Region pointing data
>>>

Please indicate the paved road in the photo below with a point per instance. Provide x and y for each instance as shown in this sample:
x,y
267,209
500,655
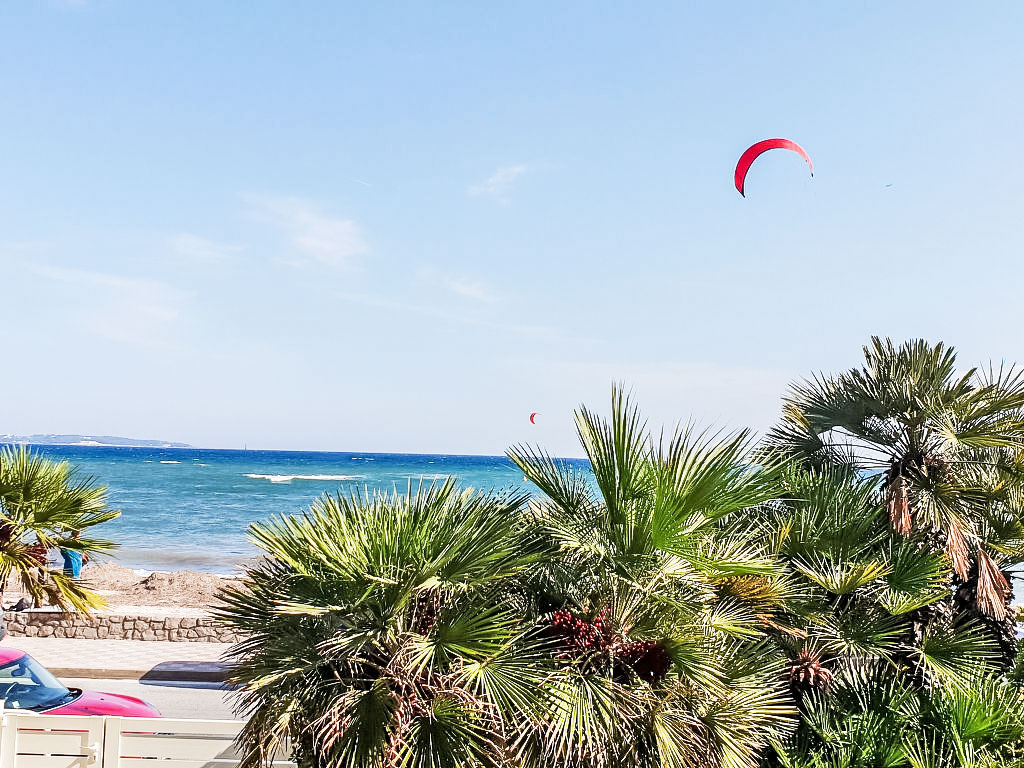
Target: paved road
x,y
203,700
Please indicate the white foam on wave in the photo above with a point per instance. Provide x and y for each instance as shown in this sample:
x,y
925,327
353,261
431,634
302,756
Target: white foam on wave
x,y
289,478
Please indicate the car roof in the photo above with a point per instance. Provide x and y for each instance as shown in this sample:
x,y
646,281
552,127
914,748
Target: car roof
x,y
9,654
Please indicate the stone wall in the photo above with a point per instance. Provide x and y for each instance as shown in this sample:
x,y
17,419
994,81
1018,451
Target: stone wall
x,y
196,629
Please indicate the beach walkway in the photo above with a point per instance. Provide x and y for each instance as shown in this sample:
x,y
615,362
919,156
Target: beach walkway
x,y
125,659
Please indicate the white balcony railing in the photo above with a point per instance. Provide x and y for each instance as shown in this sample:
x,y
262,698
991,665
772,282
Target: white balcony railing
x,y
30,740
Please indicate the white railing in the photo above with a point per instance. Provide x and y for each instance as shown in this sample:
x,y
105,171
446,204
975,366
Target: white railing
x,y
30,740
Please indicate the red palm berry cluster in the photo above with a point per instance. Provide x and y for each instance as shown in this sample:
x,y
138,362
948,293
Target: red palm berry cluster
x,y
580,635
649,659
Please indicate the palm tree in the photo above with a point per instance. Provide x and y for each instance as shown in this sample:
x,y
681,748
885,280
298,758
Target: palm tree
x,y
42,504
945,448
877,720
651,601
388,630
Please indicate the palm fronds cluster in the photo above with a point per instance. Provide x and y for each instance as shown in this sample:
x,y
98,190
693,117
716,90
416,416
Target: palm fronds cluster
x,y
835,596
42,504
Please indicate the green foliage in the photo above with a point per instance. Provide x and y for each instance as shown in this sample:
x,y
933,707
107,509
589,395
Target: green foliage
x,y
42,503
827,599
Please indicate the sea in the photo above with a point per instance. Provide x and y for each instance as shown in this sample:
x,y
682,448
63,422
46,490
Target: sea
x,y
190,508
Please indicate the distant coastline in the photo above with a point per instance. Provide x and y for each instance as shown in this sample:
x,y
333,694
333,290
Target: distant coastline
x,y
85,440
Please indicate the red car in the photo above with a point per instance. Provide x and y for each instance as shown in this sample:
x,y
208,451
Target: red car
x,y
26,684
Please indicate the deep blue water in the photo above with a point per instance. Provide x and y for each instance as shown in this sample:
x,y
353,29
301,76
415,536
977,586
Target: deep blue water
x,y
189,508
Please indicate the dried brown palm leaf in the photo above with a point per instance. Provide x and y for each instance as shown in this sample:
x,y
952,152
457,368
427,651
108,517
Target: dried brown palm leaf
x,y
899,507
992,587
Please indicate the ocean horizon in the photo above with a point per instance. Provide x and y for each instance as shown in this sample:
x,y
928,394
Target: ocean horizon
x,y
184,508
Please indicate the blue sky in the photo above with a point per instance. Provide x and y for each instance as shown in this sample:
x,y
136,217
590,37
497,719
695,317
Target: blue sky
x,y
407,226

<<<

> **PROMPT**: All entries, top to bottom, should be retyped exactly; the pictures should not be.

> **EXERCISE SOLUTION**:
Please indicate the paved road in the photo below with a point per instance. Provide x and y for each instance as shown in this sample:
x,y
267,209
500,655
Target: paved road
x,y
203,700
Please indicate the white foam on wave in the photo above with a point per instance. Provide x and y for each instance as shown in this sample:
x,y
925,327
353,261
431,634
302,756
Target: white foam on wave
x,y
289,478
Please indicate the car roof in the photo above with a point per instance. Provide x and y for each instance as shown in this sample:
x,y
646,281
552,127
914,748
Target: car roof
x,y
9,654
Please indicate the stone wall in the photo above with a point per instance. Provide x and y for each instance as shown in this sample:
x,y
17,419
994,81
1018,451
Target: stone wall
x,y
196,629
Please indicate the beach walkway in the photo above with a point per instance. Provide x and y for each instance as shown in this sample:
x,y
615,362
919,156
Target: beach walkway
x,y
125,659
Please indicate the white balcony railing in the photo above with a point per instance. Provide x and y for each instance as shown in this sample:
x,y
262,698
991,665
772,282
Target: white balcony railing
x,y
30,740
Please indicate the white railing in the photo above with a point per instance. Provide x and y for each instance as shown in this sample:
x,y
105,171
446,204
975,366
Target: white railing
x,y
30,740
Please indicate the red palm berry cluster in the photo above with a point per instance. Provide x and y for each instance as shown in this sample:
x,y
138,362
948,293
Target: red palm berry cluster
x,y
580,635
649,659
Please indicate the palm tree in the photo above with a point per instance. Provide x and y for each instance as shown in this sample:
x,y
681,748
885,280
298,758
Target: palm tree
x,y
42,504
945,448
877,720
651,601
388,630
Please indicate the palm fronds cluster in the photo above with a point per instance. Provide x and y for each instance as shown in this sample:
x,y
98,190
693,117
716,90
416,416
Target: palm fronds cluster
x,y
835,596
42,504
Please indicate the green foliage in the photo above with a point per instance. Provide x and y for each instance as shown in this sample:
x,y
933,707
107,509
589,395
Target: green foliage
x,y
42,503
827,599
Please indicate the sea in the photo above with a point per instance. Provide x and y for each instance as shown in this sample:
x,y
682,448
63,422
46,490
Target: sea
x,y
190,508
Please indicate the distant coastline in the photo above with a point per instance. Provide x and y for each instance as shown in this sample:
x,y
333,694
333,290
Target: distant coastline
x,y
85,440
Please indicate the red car in the photo above with a point per instance. Provide x and y for each instance as shown in this sample:
x,y
208,451
Target: red car
x,y
26,684
Please indicate the deep blue water in the photo above with a point per instance. Provide x and y for each instance as shown in this sample:
x,y
353,29
301,76
415,536
977,586
Target: deep blue water
x,y
189,508
Please indicate the dried brown palm leaf in the photo above with a point per instance. Provide x and y for each instance as shown in this sample:
x,y
952,152
457,368
427,651
108,517
Target: dried brown palm leaf
x,y
899,507
992,587
Please indicate the ocean horizon in the photo above with a point per instance. Provide x and y for each instance as shown in this sample:
x,y
928,394
Target: ocean horizon
x,y
184,508
Please indicate the blue sky in the photo above with a point per instance. Provide x and y for each instance as shown in this sample:
x,y
136,217
590,37
497,719
695,317
Target: blue sky
x,y
407,226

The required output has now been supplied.